ABOUT THIS EXERCISE
No pictures should be carried over. Output all other parts of the entries verbatim.
DATA EXCERPTS section start
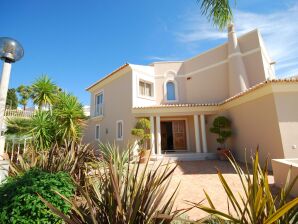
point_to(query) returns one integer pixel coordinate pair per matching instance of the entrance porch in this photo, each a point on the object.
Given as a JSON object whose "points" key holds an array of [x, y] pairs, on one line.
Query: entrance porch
{"points": [[179, 137]]}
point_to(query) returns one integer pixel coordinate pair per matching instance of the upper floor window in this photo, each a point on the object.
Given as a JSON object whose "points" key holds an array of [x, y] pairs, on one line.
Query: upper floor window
{"points": [[119, 130], [145, 89], [99, 104], [171, 91]]}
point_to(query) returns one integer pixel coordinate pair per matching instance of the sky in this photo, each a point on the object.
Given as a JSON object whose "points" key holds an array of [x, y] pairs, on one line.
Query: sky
{"points": [[77, 42]]}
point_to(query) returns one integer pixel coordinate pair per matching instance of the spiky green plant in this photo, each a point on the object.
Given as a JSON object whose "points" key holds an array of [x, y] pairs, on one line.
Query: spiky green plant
{"points": [[17, 126], [44, 91], [69, 115], [72, 157], [257, 205], [111, 153], [217, 11], [25, 94], [134, 196]]}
DATA EXCERPTS section end
SOLUTION FOR THIS TASK
point_to(query) returns one integer pixel coordinate pair per matching instance of the entrance porch in this photo, each a point on the object.
Given as a JSON object whose "points" key holds an array of [x, y] pairs, on one line.
Query: entrance porch
{"points": [[179, 137]]}
point_to(query) returns one integer pixel coordinate pair per matching instance of the upper floor window in this photo, each a point on the object.
Given as a JSON object whose "points" key holds an array of [x, y] pairs, on one line.
Query: upper floor window
{"points": [[119, 130], [145, 89], [99, 104], [171, 91]]}
point_to(query) returns one integer pixel coordinate pair per matching instance of the sky in this photo, each a point on the object.
Given as a JSON object whose "points" key holds an array of [x, y] pairs, on one line.
Query: sky
{"points": [[77, 42]]}
point_to(query) returns one integer pixel coordinate pair per matching instance of the spiky green plant in this photo, each a point on the object.
Given as a JSON object whose "points" key holds an array of [x, y] pairs, on one line.
Query: spiky green plant
{"points": [[17, 126], [44, 91], [69, 115], [72, 157], [257, 205], [111, 153], [217, 11], [25, 94], [134, 196]]}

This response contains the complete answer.